The callFor those who don't believe that we need to take action to curb the tide of illegal immigration, I offer you this morning's first responder call as a prime example of why this is becoming a problem we must deal with.
At 11:04 AM White Pine Firefighters and First Responders were paged out on a call regarding a 19 year-old female who was pregnant and experiencing chest pains-not contractions, but chest pains. The address was one that most of our guys were familiar with, and one of our First Responders set out in Truck 1 to respond to the call. Upon arriving at the given address, he couldn't find anyone around, so he radioed county dispatch to get a fix on the location. County Dispatch had botched the location of the call to begin with, and at first we shrugged that off because Jeff County Dispatch is not generally known for 100% accuracy, so we have printed Google Maps for situations when we don't know a part of the Fire District by having been there often.
As it turns out, the location was at least partly correct, and dispatch botched it when contacting us partly because the caller spoke in very broken English. Dispatch proceeded to warn our man on the scene that the young lady in question spoke no English at all-the person speaking in broken English would be acting as an interpreter.
For some strange reason, the young lady set out (apparently someone went with her, perhaps to drive her) to Morristown-Hamblen Hospital before the Department arrived on scene-and we got there fast. Hence, aid that may have been life-saving could have been withheld because of this decision. For the sake of this individual's life, I hope and pray they are alright.
The entire incident raises a series of good questions, however. What would have happened if our first responder could not understand the "interpreter?" What if there had not been one? How much knowledge did these folks have of our emergency response system? If they are illegal, they may not have had the knowledge that a fire truck and an ambulance are on the way with help as soon as the call goes out. What if the first responder on scene needed to communicate with the person(s) directly, and had no way to do so?

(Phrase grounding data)
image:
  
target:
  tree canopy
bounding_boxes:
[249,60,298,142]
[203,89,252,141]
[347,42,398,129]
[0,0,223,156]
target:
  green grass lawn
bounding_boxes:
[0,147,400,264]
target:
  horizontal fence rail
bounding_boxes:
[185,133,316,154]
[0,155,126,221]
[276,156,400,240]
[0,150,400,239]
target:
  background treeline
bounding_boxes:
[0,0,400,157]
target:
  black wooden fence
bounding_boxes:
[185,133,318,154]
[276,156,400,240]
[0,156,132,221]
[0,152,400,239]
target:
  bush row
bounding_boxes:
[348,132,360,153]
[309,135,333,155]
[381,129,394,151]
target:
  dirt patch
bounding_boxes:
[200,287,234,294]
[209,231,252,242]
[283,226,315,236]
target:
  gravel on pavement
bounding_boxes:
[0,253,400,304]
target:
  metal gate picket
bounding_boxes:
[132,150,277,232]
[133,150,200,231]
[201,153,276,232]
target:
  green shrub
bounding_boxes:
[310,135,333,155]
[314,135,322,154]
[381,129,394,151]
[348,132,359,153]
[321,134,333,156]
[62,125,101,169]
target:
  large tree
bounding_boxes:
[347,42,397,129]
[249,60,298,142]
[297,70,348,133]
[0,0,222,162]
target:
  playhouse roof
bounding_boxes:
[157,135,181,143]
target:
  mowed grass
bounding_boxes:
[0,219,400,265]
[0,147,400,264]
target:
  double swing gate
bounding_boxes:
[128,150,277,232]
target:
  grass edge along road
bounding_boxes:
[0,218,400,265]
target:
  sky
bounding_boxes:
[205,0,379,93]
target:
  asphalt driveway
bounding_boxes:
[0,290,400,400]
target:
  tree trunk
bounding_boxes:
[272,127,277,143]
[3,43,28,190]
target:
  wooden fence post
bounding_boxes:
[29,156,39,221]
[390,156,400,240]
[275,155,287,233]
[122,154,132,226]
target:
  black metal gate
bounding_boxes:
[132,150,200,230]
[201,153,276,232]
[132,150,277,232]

**Problem set**
A. From the post about the first responder call, quote the passage that opens with the words "As it turns" and closes with "as an interpreter.".
B. Write what comes next in the post about the first responder call, starting after its last sentence.

**Answers to the tasks**
A.
As it turns out, the location was at least partly correct, and dispatch botched it when contacting us partly because the caller spoke in very broken English. Dispatch proceeded to warn our man on the scene that the young lady in question spoke no English at all-the person speaking in broken English would be acting as an interpreter.

B.
It is very easy for some people to say "the firefighters need to speak Spanish." This is White Pine, not Nashville or New York or Chicago or Los Angeles. We have a small but well-trained and able corps of first responders and firefighters. Our men and women are volunteers, they give their time and talent to the community to respond in case of an emergency-in many cases, they have taken vacations from work in order to get the training they need. A good number of them come to the station to be on standby on their days off rather than spend time with their families. If there was a requirement made that they had to speak a second language to do the jobs they volunteer for, we wouldn't have a fire department in White Pine at all.
Yet our volunteer emergency personnel are being placed in these situations locally more and more. Our little town has a limited budget and we aren't large enough for a paid department.
The opposition knows that much of this new immigration is illegal in nature, and they have to know the havoc that illegal immigration is wreaking socially, culturally, and even upon our emergency responses in rural America. They don't care-and they don't give a damn about the towns that might be ruined or the lives they might cost on all sides in the process.
The flow has to stop or the social order itself could crumble.